===== SUPPLIED DATA =====

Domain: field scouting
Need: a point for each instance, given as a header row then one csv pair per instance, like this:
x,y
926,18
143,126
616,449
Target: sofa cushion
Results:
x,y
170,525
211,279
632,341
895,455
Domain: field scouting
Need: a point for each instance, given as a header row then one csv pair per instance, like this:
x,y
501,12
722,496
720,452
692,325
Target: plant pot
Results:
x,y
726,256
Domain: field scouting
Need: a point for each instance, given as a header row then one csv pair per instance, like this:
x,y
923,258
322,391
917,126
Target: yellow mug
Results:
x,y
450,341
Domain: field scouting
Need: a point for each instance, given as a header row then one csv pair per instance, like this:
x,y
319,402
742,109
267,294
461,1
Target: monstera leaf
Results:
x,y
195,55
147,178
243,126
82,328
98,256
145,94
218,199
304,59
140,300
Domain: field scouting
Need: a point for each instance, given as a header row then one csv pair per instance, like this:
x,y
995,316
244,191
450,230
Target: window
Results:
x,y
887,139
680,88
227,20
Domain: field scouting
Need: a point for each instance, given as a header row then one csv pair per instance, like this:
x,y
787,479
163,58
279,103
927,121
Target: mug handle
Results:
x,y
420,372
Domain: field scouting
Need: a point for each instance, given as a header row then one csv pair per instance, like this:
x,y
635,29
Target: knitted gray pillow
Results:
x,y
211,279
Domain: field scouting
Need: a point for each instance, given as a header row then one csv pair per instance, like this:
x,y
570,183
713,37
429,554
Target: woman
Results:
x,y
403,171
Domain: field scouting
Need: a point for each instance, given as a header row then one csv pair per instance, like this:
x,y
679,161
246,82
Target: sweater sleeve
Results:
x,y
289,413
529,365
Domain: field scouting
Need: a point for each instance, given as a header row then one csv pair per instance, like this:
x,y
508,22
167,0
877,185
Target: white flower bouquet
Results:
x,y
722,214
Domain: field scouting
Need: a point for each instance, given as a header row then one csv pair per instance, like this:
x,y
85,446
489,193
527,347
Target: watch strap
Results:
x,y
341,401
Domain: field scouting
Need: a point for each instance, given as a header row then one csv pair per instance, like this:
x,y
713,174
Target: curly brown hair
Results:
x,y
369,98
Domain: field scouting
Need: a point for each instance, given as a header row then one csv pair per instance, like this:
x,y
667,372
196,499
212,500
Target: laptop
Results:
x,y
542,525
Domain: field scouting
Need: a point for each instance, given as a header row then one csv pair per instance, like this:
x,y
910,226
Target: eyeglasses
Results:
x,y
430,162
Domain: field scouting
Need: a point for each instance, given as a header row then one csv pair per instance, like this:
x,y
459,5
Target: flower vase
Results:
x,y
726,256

=====

▶ [YOUR GOAL]: Pick out every line of the listing above that contains the string "flower", with case counting.

▶ [SOLVED EXERCISE]:
Target: white flower bouquet
Target: flower vase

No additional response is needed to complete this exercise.